— Work to complete —
Repeat exactly the lines below that lie between the line with "the rear window?" and the line with "of the window", counting both of those lines as part of the answer.

— Provided information —
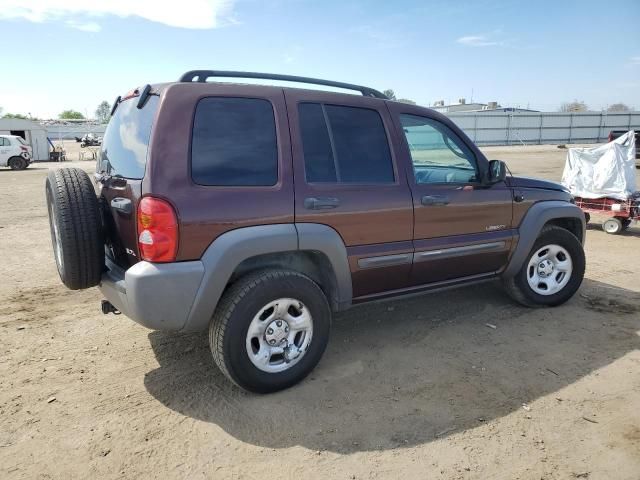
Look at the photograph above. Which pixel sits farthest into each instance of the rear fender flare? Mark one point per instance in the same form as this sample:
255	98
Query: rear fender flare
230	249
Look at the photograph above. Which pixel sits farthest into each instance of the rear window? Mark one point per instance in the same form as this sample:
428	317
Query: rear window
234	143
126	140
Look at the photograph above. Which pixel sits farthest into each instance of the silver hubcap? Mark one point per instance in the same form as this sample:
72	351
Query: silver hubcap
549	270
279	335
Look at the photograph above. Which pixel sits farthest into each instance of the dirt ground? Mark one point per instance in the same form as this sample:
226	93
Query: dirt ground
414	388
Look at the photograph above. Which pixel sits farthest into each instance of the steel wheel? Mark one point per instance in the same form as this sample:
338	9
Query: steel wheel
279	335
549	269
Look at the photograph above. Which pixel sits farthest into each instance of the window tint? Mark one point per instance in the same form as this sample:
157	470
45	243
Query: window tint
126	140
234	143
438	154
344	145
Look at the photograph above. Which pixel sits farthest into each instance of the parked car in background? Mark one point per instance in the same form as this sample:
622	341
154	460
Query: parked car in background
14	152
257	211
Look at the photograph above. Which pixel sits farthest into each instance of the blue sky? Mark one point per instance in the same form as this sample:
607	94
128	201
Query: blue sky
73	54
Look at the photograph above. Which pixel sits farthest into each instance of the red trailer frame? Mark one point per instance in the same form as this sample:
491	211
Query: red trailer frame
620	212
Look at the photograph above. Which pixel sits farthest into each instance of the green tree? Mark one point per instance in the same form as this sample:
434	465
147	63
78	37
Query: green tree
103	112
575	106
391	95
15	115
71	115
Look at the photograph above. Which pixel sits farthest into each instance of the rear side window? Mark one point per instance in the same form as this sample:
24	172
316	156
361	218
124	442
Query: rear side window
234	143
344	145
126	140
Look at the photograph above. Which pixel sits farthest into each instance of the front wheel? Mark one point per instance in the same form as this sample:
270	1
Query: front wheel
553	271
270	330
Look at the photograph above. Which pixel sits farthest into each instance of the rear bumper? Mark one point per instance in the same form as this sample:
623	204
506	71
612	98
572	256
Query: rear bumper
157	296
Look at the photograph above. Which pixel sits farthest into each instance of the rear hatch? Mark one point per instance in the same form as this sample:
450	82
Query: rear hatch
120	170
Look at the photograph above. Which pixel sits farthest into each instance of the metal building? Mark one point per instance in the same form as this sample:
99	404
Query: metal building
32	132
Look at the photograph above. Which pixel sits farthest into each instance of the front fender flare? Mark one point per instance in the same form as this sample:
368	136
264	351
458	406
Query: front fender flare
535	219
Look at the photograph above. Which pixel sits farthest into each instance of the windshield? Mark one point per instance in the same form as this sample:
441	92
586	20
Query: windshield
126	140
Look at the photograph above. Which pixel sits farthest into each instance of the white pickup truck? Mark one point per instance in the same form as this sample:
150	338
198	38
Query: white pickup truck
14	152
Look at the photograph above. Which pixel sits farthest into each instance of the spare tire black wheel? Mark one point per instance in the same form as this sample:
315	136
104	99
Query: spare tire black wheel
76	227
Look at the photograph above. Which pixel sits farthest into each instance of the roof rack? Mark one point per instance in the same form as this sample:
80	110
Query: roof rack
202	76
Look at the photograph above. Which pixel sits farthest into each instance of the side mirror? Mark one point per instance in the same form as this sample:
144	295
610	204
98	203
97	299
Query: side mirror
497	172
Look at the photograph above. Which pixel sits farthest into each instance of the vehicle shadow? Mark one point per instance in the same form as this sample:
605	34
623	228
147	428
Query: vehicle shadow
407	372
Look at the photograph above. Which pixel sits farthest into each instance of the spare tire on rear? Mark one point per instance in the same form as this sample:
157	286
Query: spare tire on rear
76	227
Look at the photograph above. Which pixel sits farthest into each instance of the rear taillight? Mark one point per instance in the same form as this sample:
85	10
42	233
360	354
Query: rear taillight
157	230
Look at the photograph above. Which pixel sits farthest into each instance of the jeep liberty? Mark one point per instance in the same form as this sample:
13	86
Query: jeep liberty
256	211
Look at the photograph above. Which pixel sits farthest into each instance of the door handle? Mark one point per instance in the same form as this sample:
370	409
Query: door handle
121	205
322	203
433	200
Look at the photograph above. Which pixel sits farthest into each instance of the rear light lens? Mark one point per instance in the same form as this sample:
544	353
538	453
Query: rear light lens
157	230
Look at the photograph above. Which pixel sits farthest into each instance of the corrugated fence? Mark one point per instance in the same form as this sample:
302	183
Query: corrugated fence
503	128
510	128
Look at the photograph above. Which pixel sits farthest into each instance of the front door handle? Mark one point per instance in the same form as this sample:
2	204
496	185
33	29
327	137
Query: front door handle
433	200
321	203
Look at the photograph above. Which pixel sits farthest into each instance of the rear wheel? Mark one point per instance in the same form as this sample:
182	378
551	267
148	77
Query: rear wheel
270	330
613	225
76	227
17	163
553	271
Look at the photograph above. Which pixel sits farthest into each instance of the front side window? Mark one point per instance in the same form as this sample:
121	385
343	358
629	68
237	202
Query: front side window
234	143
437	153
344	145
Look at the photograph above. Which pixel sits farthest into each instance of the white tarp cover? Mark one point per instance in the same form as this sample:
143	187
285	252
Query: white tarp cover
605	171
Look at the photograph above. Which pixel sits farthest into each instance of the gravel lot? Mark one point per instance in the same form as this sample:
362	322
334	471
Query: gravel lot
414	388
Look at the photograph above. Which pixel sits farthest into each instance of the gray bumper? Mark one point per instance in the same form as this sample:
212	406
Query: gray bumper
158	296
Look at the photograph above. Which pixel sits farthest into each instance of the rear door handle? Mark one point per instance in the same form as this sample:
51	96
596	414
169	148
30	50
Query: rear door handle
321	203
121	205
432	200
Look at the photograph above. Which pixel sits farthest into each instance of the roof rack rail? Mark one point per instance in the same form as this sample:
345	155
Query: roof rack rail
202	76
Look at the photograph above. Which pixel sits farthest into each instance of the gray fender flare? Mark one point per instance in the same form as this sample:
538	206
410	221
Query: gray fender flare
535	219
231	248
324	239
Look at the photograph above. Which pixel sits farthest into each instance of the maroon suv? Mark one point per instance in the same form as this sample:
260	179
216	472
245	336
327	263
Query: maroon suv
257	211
---
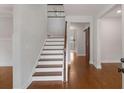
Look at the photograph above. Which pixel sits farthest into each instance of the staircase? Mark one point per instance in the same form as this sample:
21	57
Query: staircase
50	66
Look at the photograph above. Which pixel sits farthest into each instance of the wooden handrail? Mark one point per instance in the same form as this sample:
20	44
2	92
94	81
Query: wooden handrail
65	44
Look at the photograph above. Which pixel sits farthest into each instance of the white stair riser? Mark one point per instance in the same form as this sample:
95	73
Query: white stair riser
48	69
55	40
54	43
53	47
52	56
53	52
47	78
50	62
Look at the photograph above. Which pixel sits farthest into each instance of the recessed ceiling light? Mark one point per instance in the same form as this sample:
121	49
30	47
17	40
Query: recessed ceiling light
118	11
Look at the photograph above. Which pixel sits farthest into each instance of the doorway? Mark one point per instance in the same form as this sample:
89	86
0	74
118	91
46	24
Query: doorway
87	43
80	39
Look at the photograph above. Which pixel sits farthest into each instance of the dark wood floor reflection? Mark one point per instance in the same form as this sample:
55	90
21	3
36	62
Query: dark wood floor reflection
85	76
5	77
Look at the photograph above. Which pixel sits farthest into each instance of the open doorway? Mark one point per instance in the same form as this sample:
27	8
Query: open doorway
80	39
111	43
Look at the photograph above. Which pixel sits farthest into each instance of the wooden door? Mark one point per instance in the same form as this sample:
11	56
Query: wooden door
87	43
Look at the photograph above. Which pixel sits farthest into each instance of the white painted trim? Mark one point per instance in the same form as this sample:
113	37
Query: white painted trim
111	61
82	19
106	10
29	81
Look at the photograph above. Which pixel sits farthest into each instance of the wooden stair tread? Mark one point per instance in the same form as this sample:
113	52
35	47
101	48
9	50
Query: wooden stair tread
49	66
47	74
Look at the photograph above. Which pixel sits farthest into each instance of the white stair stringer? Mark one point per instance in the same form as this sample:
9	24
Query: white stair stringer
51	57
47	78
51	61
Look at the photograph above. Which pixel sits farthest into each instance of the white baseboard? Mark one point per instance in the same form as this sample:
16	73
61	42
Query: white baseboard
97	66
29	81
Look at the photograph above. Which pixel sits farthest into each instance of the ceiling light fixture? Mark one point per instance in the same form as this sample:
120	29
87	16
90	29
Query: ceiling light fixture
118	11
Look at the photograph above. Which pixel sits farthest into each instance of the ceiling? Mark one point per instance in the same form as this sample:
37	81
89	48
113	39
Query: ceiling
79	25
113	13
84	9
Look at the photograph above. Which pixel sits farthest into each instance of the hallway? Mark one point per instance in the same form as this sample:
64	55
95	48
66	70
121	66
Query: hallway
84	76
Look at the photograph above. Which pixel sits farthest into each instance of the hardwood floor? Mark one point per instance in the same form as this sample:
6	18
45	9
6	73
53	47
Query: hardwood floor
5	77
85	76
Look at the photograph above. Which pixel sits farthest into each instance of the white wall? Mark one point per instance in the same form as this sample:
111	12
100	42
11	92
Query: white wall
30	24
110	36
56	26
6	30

— Exercise solution —
Look at the photograph above. Which pixel sits farthest into each instance of the rear window? Mark one point per instance in the same form as this sample:
428	317
Query: rear window
234	143
126	140
Look at the photograph above. Which pixel sits farthest into each instance of the silver hubcap? Mark one point per instance in the same form as this sample:
72	351
Query: silver hubcap
549	270
279	335
Look at the photograph above. Which pixel sits farthest into each instance of the dirt ground? Mark one point per instance in the same form as this sample:
226	93
Query: dirt ground
414	388
Look at the photograph above. Which pixel sits farthest into each instance of the steel wheel? Mark one point per instance in the same form as this sample:
338	9
Query: steel wheel
279	335
549	269
Look at the photograph above. Which pixel sits farthest into each instance of the window tint? Mark one point per instance in the same form as this sample:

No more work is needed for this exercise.